======== 本文 ========
公演から半月近く経ってしまいましたが、デジタル本多劇場 第2弾の感想を書きます!!!!

 

公演概要

三密回避シチュエーションオムニバス舞台『デジタル本多劇場』」は、3密を回避したシチュエーションのみで構成されるオンライン演劇

 https://natalie.mu/stage/news/390845

まだまだソーシャルディスタンスの確保が重要な状況だけに、客席に人を入れず、また役者自身も三密(密閉、密集、密接)を回避した短編作品集です。観客はLINE LIVEで映像を視聴するだけでなく、コメントや投げ銭でコミュニケーションを取れ、新しい形での交流が可能でした。

やー、めちゃめちゃ楽しかったです。

 

余談、自分の話。

初めは、結構悩んでいました。
全部見るべきかどうか。

同じ内容を3公演×2日間の6公演。

1公演3,220円とお安いけれど、6公演全部見たら、19,320円。
午後いっぱい公演しているので、家事とか作業をしている時間にだだかぶり。

現場に行くなら、逆に気兼ねなく全通しちゃうんですよね。
もう現地にいるし! 家に一度帰る方がめんどいし! 家事もしようがないし!笑
買っておかないと売り切れた時に泣いちゃうし。
足代も公演数で割れば、1公演あたりは安くなるわけで。突如現れる謎計算式。

ただ家で配信を見るとなると、日常と観劇が切り分けづらいから、なかなか難しいものがあり…
ある意味そのシームレスさのおかげで、気軽に1公演だけ見れるって言うのもあるんですけど。
======== データ ========
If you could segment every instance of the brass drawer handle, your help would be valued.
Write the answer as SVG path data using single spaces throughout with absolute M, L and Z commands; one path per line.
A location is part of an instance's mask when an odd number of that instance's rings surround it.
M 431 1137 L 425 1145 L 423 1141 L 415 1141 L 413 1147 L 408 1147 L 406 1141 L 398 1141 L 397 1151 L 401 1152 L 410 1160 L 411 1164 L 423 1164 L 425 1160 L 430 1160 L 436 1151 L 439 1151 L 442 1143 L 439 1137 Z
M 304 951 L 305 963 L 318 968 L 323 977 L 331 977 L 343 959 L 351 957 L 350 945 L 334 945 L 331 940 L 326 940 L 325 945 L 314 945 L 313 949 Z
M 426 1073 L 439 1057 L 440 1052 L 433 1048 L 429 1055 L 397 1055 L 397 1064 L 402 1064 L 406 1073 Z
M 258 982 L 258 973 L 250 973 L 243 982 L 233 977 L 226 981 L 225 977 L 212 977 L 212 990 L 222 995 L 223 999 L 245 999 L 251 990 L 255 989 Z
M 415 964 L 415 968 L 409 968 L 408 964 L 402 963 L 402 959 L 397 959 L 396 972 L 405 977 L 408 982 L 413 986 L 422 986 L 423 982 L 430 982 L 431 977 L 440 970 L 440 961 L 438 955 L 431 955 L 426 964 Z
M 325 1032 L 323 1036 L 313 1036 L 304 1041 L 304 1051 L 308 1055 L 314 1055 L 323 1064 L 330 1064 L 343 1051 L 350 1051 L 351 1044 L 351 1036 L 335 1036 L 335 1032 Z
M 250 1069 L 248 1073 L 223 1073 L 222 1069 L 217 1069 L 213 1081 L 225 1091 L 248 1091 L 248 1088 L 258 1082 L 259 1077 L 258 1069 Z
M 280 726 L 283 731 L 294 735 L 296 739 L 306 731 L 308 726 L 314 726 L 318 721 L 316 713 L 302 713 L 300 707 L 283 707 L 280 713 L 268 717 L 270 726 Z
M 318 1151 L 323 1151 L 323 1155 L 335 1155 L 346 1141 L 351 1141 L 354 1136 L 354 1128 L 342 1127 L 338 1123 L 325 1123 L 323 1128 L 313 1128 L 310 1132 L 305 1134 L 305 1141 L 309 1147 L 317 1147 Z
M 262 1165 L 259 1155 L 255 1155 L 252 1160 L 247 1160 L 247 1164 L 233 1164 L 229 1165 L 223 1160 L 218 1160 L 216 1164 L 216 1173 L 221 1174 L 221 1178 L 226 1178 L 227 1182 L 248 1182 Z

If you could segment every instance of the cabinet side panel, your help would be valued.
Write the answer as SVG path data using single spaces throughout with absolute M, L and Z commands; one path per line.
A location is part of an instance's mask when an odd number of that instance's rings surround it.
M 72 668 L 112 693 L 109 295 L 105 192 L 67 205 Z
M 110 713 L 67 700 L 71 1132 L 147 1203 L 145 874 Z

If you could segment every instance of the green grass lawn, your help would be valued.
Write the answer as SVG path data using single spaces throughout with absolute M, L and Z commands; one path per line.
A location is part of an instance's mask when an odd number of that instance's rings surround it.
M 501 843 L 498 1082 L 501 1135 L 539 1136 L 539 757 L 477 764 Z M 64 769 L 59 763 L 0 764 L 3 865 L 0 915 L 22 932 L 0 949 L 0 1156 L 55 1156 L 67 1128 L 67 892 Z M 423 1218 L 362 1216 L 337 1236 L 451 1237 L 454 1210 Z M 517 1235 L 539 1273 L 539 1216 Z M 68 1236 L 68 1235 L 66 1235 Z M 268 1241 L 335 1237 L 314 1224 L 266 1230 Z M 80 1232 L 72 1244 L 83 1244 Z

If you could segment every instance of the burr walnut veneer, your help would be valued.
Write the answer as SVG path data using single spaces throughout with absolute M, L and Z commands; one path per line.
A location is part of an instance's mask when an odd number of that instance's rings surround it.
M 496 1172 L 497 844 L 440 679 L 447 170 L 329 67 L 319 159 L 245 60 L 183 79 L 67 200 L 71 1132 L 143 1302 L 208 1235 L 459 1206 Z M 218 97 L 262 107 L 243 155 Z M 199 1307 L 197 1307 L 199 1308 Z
========
:: 設問 ::
**a.** デジタル本多劇場の感想文のうち、「同じ内容を3公演×2日間の6公演。」で始まり「って言うのもあるんですけど。」で終わる部分を、一字一句変えずに書き写しなさい。
**b.** デジタル本多劇場の感想文の最後の文に続けて、その先を書き継ぎなさい。

:: 解答 ::
**a.**
同じ内容を3公演×2日間の6公演。

1公演3,220円とお安いけれど、6公演全部見たら、19,320円。
午後いっぱい公演しているので、家事とか作業をしている時間にだだかぶり。

現場に行くなら、逆に気兼ねなく全通しちゃうんですよね。
もう現地にいるし! 家に一度帰る方がめんどいし! 家事もしようがないし!笑
買っておかないと売り切れた時に泣いちゃうし。
足代も公演数で割れば、1公演あたりは安くなるわけで。突如現れる謎計算式。

ただ家で配信を見るとなると、日常と観劇が切り分けづらいから、なかなか難しいものがあり…
ある意味そのシームレスさのおかげで、気軽に1公演だけ見れるって言うのもあるんですけど。

**b.**
見るか見ないかと、おんなじものを何度も見るかと、おんなじものを全部見るかは、別の障壁があるじゃないですか。狂気とか。

全部…全部買って見るのか? 見れるのか?
本当に万が一、虚無舞台だったら辛くない?
直前までチケット買えるし、売り切れることもないから、もう少し様子見た方が良くない?
そんな理性が働いていました。

とりあえず、村井さんのアフタートークがある3公演のみ購入して、初回を見てから考えよう…と決めました。

 

結果:全通、投げ銭ランキング1位×3回

理性どこいったん?????????????

 

まあそれくらい面白かったんですよと。

 

各作品感想

「異常ありません」

脚本:有働佳史
出演:前野朋哉萩原利久

東西に分かれた日本、その国境警備をしている兵士二人の物語です。
先進的な東と、温かみのある西の対比や、ジェネレーションギャップの表現が面白かったです。ほとんど戦争の気配のない長閑なところから、お互いの思想や状況、理解のギャップが明らかになるに連れて、ヒートアップしていき、あわや国境線を超えて戦いが…と言うところまで行きます。

お二人のキャラクター性やお芝居がとても良くて、グイグイ引き込まれました。
国境をさかいに、世界観ごと違うレベルで断絶してるのに、確かに同じ物語に息づいているのが感じられました。

また、三密回避を設定に盛り込むだけでなく、それをキャラクター、物語にもしっかり組み込んであるので、「まあこのご時世だしこんな位しかできないよね」みたいな残念感が全くなくて凄かった。これは他の作品でも見られる特徴で、さすがは本多劇場…有働さん…となりました。

 

「正義の味方、怪獣B」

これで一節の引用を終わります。